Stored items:
════
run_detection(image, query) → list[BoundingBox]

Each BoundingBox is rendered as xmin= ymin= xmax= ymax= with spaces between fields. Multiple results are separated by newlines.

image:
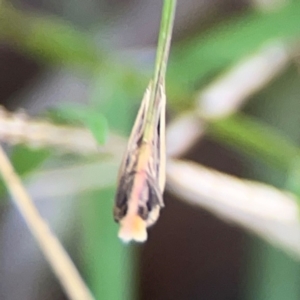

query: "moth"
xmin=114 ymin=82 xmax=166 ymax=242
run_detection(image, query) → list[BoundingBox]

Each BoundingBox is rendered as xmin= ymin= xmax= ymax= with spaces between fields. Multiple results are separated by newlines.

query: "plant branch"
xmin=0 ymin=146 xmax=94 ymax=300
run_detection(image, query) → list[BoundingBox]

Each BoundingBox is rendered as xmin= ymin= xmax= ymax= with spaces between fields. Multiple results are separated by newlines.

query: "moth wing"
xmin=118 ymin=82 xmax=152 ymax=180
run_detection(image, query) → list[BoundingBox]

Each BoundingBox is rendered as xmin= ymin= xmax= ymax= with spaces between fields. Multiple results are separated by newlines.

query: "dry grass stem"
xmin=167 ymin=160 xmax=300 ymax=260
xmin=0 ymin=147 xmax=94 ymax=300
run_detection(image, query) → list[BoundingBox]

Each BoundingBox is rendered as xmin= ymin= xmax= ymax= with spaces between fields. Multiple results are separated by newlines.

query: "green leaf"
xmin=10 ymin=145 xmax=50 ymax=176
xmin=56 ymin=104 xmax=108 ymax=144
xmin=0 ymin=3 xmax=104 ymax=70
xmin=207 ymin=114 xmax=300 ymax=171
xmin=0 ymin=145 xmax=50 ymax=199
xmin=169 ymin=1 xmax=300 ymax=97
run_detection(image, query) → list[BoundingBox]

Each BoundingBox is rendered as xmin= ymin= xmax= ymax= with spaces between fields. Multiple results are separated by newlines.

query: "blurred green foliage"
xmin=0 ymin=1 xmax=300 ymax=300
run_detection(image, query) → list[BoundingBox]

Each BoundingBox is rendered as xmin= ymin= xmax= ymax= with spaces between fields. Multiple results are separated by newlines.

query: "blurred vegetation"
xmin=0 ymin=0 xmax=300 ymax=300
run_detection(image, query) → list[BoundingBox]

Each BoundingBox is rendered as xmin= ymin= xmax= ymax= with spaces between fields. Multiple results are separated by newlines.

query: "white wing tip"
xmin=118 ymin=215 xmax=148 ymax=243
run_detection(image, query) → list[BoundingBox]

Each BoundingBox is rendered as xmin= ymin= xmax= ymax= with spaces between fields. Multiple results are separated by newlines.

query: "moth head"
xmin=114 ymin=175 xmax=163 ymax=242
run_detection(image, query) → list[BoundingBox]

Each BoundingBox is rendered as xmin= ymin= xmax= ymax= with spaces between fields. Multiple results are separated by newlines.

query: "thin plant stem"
xmin=0 ymin=146 xmax=94 ymax=300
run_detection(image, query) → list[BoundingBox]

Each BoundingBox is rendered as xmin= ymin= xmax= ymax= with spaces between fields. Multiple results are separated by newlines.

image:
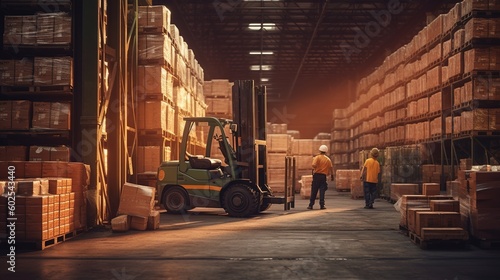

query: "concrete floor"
xmin=0 ymin=190 xmax=500 ymax=280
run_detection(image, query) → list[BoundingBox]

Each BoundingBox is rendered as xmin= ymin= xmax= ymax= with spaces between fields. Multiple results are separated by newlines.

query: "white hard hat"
xmin=319 ymin=145 xmax=328 ymax=153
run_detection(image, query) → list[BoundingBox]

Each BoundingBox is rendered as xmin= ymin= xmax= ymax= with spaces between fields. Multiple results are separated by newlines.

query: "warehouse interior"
xmin=0 ymin=0 xmax=500 ymax=276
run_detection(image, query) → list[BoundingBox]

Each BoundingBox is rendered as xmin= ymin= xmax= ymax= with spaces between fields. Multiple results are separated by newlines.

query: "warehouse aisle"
xmin=0 ymin=190 xmax=500 ymax=280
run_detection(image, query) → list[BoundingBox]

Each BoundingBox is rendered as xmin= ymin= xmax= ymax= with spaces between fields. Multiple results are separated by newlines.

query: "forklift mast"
xmin=232 ymin=80 xmax=267 ymax=189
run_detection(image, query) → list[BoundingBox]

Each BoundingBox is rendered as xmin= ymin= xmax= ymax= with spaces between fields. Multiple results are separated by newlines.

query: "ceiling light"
xmin=250 ymin=65 xmax=273 ymax=71
xmin=250 ymin=51 xmax=274 ymax=55
xmin=248 ymin=23 xmax=277 ymax=31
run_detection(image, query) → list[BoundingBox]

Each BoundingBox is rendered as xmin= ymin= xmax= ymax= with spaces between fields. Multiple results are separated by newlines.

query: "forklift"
xmin=156 ymin=80 xmax=295 ymax=217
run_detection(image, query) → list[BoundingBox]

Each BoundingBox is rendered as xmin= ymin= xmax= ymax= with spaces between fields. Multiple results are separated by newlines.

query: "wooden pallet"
xmin=409 ymin=228 xmax=469 ymax=249
xmin=1 ymin=85 xmax=73 ymax=94
xmin=139 ymin=26 xmax=167 ymax=35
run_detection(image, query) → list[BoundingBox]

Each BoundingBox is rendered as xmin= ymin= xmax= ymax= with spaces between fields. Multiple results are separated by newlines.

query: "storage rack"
xmin=332 ymin=1 xmax=500 ymax=186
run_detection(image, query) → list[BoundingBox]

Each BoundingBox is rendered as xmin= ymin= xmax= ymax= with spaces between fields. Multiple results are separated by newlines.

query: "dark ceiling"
xmin=153 ymin=0 xmax=460 ymax=137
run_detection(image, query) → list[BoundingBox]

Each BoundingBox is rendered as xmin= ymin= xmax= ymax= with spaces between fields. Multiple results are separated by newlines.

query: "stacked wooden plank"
xmin=400 ymin=192 xmax=469 ymax=248
xmin=458 ymin=170 xmax=500 ymax=243
xmin=266 ymin=134 xmax=292 ymax=193
xmin=111 ymin=183 xmax=160 ymax=232
xmin=0 ymin=161 xmax=90 ymax=249
xmin=332 ymin=0 xmax=500 ymax=166
xmin=135 ymin=5 xmax=206 ymax=173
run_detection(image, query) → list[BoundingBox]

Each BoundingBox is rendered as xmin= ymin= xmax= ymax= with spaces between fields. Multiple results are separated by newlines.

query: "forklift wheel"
xmin=163 ymin=186 xmax=191 ymax=214
xmin=223 ymin=184 xmax=259 ymax=217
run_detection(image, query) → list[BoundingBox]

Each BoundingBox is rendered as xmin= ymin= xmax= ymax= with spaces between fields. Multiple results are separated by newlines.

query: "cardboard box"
xmin=415 ymin=212 xmax=461 ymax=236
xmin=5 ymin=146 xmax=28 ymax=161
xmin=0 ymin=60 xmax=16 ymax=86
xmin=139 ymin=5 xmax=170 ymax=31
xmin=130 ymin=216 xmax=149 ymax=230
xmin=31 ymin=102 xmax=51 ymax=129
xmin=3 ymin=16 xmax=23 ymax=45
xmin=138 ymin=101 xmax=168 ymax=131
xmin=50 ymin=147 xmax=70 ymax=161
xmin=52 ymin=56 xmax=73 ymax=86
xmin=17 ymin=180 xmax=40 ymax=196
xmin=14 ymin=58 xmax=33 ymax=86
xmin=118 ymin=183 xmax=155 ymax=218
xmin=36 ymin=13 xmax=56 ymax=45
xmin=47 ymin=178 xmax=66 ymax=194
xmin=147 ymin=210 xmax=160 ymax=230
xmin=21 ymin=15 xmax=37 ymax=45
xmin=138 ymin=65 xmax=168 ymax=96
xmin=0 ymin=101 xmax=12 ymax=130
xmin=37 ymin=178 xmax=49 ymax=195
xmin=54 ymin=14 xmax=72 ymax=45
xmin=111 ymin=215 xmax=130 ymax=232
xmin=420 ymin=227 xmax=469 ymax=240
xmin=50 ymin=102 xmax=71 ymax=130
xmin=136 ymin=146 xmax=163 ymax=173
xmin=11 ymin=100 xmax=31 ymax=130
xmin=391 ymin=183 xmax=420 ymax=201
xmin=430 ymin=200 xmax=460 ymax=212
xmin=406 ymin=208 xmax=431 ymax=232
xmin=422 ymin=183 xmax=441 ymax=195
xmin=29 ymin=146 xmax=50 ymax=161
xmin=42 ymin=161 xmax=69 ymax=177
xmin=33 ymin=57 xmax=54 ymax=86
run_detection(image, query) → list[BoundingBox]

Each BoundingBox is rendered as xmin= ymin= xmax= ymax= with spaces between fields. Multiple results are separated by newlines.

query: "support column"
xmin=73 ymin=0 xmax=102 ymax=227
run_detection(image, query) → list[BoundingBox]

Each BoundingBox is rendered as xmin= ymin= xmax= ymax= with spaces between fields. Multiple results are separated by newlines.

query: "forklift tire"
xmin=163 ymin=186 xmax=192 ymax=214
xmin=259 ymin=202 xmax=273 ymax=212
xmin=223 ymin=184 xmax=259 ymax=217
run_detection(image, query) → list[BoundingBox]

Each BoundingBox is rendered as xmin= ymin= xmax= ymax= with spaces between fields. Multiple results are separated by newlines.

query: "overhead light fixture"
xmin=250 ymin=65 xmax=273 ymax=71
xmin=250 ymin=51 xmax=274 ymax=55
xmin=248 ymin=23 xmax=277 ymax=31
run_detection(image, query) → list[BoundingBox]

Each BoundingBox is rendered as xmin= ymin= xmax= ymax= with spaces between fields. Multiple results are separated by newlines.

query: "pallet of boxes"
xmin=0 ymin=161 xmax=90 ymax=250
xmin=135 ymin=5 xmax=177 ymax=176
xmin=111 ymin=183 xmax=160 ymax=232
xmin=395 ymin=183 xmax=469 ymax=249
xmin=458 ymin=170 xmax=500 ymax=249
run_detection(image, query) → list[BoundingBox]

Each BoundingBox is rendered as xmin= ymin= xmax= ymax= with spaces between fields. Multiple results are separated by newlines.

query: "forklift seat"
xmin=189 ymin=156 xmax=221 ymax=170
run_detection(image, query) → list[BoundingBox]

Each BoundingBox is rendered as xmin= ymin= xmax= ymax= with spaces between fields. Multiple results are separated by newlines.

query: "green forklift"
xmin=157 ymin=80 xmax=295 ymax=217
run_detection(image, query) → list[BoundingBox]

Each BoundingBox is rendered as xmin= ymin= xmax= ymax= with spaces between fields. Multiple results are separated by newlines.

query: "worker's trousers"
xmin=309 ymin=173 xmax=328 ymax=207
xmin=363 ymin=182 xmax=377 ymax=206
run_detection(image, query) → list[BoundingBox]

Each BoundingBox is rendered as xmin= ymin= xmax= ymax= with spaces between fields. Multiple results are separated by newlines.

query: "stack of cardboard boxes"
xmin=332 ymin=0 xmax=500 ymax=168
xmin=111 ymin=183 xmax=160 ymax=232
xmin=398 ymin=183 xmax=469 ymax=243
xmin=0 ymin=161 xmax=90 ymax=249
xmin=458 ymin=170 xmax=500 ymax=241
════
#### [EXERCISE REQUIREMENTS]
Render the listing, from its first line through the line containing "xmin=0 ymin=147 xmax=94 ymax=300", as a Markdown table with a Row column giving each row's number and a Line column giving the line. Skip blank lines and leave the pictures out.

#### [WRITTEN SOLUTION]
| Row | Line |
|---|---|
| 1 | run_detection(image, query) → list[BoundingBox] |
| 2 | Each BoundingBox is rendered as xmin= ymin= xmax= ymax= with spaces between fields. Multiple results are separated by newlines. |
| 3 | image: |
| 4 | query: "moth" |
| 5 | xmin=114 ymin=82 xmax=166 ymax=242 |
| 6 | run_detection(image, query) → list[BoundingBox] |
| 7 | Each BoundingBox is rendered as xmin= ymin= xmax= ymax= with spaces between fields. Multiple results are separated by newlines. |
| 8 | query: "plant branch" |
| 9 | xmin=0 ymin=146 xmax=94 ymax=300 |
| 10 | run_detection(image, query) → list[BoundingBox] |
| 11 | Each BoundingBox is rendered as xmin= ymin= xmax= ymax= with spaces between fields. Multiple results are separated by newlines. |
| 12 | query: "moth wing" |
| 13 | xmin=118 ymin=82 xmax=152 ymax=180 |
| 14 | run_detection(image, query) → list[BoundingBox] |
| 15 | Each BoundingBox is rendered as xmin= ymin= xmax= ymax= with spaces between fields. Multiple results are separated by newlines. |
| 16 | query: "dry grass stem" |
| 17 | xmin=167 ymin=160 xmax=300 ymax=260 |
| 18 | xmin=0 ymin=147 xmax=94 ymax=300 |